*WHAT TO DO:* Select every line of the material below that contains the string "queried", and copy each of those lines.

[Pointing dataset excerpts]
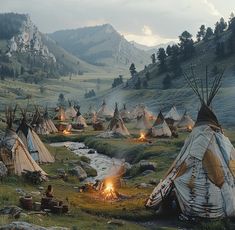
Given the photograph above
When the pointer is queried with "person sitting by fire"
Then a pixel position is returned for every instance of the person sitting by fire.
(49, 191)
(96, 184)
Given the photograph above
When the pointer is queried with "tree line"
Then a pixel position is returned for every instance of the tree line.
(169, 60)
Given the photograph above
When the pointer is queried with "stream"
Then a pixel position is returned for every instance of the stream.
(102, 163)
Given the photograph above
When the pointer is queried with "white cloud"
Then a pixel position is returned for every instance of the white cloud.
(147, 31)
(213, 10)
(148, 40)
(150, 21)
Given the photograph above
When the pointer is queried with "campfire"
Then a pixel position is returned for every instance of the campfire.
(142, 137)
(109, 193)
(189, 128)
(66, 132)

...

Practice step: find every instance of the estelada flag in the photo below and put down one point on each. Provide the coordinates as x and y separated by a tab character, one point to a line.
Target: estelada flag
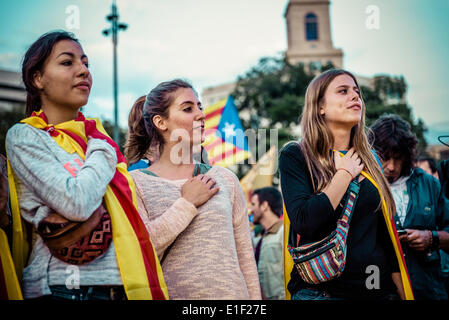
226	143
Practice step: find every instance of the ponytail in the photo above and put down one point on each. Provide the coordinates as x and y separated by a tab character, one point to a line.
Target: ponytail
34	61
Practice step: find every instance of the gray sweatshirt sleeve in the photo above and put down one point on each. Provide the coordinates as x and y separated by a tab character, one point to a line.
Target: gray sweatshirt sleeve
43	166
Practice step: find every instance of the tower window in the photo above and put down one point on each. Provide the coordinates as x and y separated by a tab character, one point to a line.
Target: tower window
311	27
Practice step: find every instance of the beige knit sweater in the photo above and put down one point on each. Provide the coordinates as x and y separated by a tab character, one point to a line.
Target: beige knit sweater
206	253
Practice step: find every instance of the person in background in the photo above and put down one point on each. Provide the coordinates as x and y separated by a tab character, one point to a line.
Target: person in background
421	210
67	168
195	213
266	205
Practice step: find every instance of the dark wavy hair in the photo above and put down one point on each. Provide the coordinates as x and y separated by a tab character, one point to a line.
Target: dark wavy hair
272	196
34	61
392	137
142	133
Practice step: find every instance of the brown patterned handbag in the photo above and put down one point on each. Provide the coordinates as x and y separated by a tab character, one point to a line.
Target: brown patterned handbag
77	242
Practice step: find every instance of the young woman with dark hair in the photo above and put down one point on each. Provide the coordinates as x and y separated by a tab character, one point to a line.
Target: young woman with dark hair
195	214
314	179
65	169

*EXPECTED OUTPUT:*
When the pointer is queried with "person sitting by fire"
When the pointer is queried with "tree line"
When the pointer is queried with "stream"
When the pointer is queried with "white cloud"
When the pointer is queried with "campfire"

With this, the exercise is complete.